__Activity__
Print the lines of the data, starting with the first, up to and including the line where "[ ] one point per instance of the vineyard" appears.

__Excerpted data__
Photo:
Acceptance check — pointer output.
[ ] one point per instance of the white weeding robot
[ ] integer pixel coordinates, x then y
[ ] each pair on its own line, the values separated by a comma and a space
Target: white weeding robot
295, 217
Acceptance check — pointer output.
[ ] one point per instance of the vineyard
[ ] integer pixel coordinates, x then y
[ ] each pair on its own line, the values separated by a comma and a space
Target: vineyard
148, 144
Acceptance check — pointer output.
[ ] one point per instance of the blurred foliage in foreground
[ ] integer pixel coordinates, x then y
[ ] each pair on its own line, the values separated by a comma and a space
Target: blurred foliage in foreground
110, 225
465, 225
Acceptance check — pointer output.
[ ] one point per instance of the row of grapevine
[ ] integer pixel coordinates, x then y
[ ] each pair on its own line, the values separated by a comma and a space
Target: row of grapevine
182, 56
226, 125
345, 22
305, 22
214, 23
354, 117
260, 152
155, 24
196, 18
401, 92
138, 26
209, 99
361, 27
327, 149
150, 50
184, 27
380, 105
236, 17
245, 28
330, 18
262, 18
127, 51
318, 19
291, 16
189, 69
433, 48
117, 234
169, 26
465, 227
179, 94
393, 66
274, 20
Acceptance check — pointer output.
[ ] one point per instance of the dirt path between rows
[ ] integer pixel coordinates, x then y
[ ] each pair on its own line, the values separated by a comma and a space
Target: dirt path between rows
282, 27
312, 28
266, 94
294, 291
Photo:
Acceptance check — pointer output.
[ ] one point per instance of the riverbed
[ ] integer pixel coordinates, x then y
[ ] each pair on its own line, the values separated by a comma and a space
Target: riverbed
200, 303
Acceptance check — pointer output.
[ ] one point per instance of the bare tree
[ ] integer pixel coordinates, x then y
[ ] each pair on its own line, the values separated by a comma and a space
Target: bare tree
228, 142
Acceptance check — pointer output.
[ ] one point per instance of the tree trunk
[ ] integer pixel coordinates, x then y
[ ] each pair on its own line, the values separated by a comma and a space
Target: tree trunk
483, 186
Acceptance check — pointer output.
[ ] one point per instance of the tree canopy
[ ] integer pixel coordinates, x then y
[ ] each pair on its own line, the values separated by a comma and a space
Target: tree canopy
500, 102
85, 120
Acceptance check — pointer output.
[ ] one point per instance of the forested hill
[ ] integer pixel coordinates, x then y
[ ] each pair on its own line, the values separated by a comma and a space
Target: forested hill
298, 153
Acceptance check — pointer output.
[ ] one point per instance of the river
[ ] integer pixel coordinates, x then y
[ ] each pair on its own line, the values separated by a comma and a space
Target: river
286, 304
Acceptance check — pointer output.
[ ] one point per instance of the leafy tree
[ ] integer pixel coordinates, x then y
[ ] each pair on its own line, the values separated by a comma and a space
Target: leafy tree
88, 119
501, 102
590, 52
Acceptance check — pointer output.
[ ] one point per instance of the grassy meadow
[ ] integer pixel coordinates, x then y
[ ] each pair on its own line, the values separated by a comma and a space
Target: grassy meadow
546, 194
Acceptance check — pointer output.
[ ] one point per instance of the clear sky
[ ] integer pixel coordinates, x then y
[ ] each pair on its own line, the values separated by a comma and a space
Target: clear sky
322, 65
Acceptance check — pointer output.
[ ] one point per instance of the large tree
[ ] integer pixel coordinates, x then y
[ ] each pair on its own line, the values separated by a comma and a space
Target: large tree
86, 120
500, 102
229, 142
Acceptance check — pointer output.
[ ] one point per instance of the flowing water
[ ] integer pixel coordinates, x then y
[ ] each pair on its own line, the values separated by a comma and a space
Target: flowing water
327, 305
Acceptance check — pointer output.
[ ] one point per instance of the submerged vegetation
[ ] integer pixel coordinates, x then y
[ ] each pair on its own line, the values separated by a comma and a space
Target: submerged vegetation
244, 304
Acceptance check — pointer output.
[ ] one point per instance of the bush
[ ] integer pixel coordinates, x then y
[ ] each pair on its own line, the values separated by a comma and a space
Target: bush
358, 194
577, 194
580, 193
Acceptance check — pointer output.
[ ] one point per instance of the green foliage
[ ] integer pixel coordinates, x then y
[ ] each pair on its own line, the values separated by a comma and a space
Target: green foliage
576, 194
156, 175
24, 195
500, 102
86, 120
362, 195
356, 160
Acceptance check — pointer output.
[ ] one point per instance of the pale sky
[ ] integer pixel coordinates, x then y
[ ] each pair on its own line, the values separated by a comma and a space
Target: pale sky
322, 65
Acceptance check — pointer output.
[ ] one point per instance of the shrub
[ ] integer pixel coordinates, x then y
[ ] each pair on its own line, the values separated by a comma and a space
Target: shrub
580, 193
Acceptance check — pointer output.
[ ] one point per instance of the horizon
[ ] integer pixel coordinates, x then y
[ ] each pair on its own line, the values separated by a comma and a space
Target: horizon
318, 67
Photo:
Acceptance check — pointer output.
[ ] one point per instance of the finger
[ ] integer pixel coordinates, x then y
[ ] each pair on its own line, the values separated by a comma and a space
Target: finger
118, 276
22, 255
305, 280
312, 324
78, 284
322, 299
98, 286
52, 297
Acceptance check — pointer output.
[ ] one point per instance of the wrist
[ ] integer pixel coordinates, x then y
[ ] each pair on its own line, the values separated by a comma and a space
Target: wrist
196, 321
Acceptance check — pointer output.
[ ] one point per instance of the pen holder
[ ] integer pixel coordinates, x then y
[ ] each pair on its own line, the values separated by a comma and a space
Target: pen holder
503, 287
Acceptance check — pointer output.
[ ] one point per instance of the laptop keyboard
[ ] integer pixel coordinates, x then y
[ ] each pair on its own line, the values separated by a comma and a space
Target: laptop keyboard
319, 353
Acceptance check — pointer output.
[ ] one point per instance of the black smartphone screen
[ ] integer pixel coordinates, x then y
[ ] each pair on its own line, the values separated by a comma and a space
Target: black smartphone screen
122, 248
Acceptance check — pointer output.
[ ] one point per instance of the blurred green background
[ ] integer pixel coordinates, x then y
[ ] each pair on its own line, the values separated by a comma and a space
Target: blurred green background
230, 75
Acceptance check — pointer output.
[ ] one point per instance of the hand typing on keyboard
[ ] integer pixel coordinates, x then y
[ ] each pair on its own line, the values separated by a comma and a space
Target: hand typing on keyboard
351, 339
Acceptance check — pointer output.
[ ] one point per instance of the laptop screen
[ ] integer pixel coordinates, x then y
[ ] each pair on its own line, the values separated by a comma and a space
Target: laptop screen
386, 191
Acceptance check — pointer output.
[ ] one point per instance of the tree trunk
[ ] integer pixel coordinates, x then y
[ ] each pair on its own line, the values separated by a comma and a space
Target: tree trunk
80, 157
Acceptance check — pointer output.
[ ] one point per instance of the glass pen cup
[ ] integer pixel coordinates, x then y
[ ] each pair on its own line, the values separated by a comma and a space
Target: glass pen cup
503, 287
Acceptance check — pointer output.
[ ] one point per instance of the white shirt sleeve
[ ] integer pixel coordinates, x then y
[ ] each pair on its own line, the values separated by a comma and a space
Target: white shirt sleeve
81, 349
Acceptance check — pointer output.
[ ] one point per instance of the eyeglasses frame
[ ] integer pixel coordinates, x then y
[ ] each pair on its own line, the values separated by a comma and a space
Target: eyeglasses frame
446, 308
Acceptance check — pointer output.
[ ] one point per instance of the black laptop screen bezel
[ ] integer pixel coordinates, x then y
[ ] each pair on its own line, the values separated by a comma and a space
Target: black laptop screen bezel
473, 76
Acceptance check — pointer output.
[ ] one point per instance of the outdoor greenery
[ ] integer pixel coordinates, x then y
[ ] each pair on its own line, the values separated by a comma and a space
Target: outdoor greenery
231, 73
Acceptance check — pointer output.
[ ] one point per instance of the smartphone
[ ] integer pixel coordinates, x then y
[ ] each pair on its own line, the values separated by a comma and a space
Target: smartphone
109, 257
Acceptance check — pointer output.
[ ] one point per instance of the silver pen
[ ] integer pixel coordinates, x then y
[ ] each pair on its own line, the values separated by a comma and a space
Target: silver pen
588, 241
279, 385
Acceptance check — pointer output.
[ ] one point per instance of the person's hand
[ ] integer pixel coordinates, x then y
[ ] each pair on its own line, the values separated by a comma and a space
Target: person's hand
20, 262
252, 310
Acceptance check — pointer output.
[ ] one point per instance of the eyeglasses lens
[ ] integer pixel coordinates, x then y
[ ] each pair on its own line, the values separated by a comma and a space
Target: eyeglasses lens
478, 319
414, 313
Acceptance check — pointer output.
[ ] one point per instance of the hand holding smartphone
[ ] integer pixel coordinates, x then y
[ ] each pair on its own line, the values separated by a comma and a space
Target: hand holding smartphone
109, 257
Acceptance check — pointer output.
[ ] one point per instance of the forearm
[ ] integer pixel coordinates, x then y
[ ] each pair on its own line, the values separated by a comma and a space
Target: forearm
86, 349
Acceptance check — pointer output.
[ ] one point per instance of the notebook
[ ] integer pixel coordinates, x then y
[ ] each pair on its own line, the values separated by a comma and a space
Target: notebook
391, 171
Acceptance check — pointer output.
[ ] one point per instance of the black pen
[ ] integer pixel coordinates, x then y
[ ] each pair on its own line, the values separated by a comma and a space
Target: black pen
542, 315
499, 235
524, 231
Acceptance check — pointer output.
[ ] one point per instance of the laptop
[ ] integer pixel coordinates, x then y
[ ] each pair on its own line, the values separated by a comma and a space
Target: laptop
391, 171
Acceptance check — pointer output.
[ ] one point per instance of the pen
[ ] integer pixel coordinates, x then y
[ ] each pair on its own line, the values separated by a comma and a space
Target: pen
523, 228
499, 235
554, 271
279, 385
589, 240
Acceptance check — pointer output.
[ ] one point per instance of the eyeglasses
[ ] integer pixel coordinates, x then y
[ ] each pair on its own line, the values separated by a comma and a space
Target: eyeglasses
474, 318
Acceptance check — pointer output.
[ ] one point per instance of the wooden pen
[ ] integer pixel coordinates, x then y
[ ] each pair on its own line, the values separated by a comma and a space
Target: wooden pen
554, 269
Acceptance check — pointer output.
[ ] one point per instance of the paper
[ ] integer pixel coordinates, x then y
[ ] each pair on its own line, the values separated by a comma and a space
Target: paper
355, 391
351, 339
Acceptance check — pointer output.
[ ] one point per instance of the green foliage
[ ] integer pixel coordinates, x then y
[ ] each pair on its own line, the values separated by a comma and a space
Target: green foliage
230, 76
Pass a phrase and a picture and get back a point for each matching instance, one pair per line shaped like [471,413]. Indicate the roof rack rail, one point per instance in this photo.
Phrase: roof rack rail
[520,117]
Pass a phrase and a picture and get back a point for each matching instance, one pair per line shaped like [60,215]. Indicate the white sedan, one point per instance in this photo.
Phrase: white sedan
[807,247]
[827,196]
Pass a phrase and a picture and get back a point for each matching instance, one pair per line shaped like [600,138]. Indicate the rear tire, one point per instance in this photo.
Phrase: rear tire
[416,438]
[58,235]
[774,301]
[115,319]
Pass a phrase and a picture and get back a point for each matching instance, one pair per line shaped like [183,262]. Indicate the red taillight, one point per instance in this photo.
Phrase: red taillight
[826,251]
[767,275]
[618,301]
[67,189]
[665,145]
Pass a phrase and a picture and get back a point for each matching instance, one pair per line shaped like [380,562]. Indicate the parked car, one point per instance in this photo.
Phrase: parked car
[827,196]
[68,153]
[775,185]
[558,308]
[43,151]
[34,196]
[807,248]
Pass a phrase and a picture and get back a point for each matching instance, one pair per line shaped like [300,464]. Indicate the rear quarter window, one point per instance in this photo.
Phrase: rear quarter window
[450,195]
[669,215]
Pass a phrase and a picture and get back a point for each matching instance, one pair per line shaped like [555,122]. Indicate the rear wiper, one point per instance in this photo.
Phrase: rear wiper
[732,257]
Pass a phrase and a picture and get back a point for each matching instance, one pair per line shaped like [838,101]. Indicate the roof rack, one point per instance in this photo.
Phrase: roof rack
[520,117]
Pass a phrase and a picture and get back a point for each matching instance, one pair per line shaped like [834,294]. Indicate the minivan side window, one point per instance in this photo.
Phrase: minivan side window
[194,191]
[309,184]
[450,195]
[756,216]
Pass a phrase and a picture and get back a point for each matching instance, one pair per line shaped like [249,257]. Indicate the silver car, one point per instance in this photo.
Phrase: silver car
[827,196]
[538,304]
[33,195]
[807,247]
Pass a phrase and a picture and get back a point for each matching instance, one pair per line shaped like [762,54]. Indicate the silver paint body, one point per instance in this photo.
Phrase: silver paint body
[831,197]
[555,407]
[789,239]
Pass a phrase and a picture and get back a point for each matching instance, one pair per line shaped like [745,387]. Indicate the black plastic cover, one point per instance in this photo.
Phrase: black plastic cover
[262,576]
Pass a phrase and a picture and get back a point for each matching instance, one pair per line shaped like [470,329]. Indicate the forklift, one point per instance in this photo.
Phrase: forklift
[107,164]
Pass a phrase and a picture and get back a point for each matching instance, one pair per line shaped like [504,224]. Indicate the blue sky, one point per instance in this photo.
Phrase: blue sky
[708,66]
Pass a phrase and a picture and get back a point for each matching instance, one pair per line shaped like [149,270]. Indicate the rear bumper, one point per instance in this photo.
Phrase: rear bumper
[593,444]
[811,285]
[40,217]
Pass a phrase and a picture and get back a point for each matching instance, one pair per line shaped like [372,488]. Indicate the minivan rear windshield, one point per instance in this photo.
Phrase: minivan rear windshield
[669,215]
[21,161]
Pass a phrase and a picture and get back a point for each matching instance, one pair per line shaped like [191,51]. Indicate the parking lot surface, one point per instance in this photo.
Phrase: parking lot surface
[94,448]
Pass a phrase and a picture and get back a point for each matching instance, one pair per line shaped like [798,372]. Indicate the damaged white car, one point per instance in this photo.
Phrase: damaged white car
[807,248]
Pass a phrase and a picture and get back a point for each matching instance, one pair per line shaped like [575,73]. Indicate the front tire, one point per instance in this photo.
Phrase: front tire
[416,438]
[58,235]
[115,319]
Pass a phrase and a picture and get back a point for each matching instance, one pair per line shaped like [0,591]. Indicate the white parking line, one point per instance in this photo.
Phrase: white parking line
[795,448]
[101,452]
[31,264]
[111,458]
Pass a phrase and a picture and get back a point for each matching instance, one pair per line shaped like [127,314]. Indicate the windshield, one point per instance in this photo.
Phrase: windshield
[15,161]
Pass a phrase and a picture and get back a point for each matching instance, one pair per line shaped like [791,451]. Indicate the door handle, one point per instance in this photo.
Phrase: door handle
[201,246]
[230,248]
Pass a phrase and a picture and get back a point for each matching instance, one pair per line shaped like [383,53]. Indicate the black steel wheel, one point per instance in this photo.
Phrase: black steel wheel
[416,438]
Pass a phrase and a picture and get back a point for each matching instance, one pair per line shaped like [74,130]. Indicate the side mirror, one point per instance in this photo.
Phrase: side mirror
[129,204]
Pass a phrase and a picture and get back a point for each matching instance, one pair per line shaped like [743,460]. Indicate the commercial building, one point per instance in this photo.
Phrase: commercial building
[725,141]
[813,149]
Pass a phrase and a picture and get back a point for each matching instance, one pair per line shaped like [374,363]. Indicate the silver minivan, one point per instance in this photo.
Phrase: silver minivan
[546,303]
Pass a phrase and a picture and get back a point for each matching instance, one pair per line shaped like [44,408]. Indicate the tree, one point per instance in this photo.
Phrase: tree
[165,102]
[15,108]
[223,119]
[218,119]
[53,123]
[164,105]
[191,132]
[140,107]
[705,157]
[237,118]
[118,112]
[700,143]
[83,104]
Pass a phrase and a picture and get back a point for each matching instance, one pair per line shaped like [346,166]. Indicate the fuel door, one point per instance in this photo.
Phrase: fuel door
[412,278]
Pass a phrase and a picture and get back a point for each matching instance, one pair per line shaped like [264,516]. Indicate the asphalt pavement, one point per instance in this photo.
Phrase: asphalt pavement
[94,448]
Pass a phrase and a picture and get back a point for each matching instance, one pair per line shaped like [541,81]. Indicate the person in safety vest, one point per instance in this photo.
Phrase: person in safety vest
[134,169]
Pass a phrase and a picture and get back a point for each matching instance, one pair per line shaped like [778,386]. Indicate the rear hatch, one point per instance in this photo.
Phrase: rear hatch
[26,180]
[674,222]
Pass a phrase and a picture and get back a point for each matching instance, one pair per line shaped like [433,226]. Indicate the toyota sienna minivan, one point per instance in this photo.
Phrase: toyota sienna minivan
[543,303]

__Problem solution__
Photo:
Acceptance check — pointer output.
[ ] one point per instance of the white weeding robot
[ ] integer pixel coordinates, x then y
[ ] each pair on its own line, the values separated by a comma and a space
Target: white weeding robot
295, 217
Acceptance check — pointer output.
[ ] one point per instance of the vineyard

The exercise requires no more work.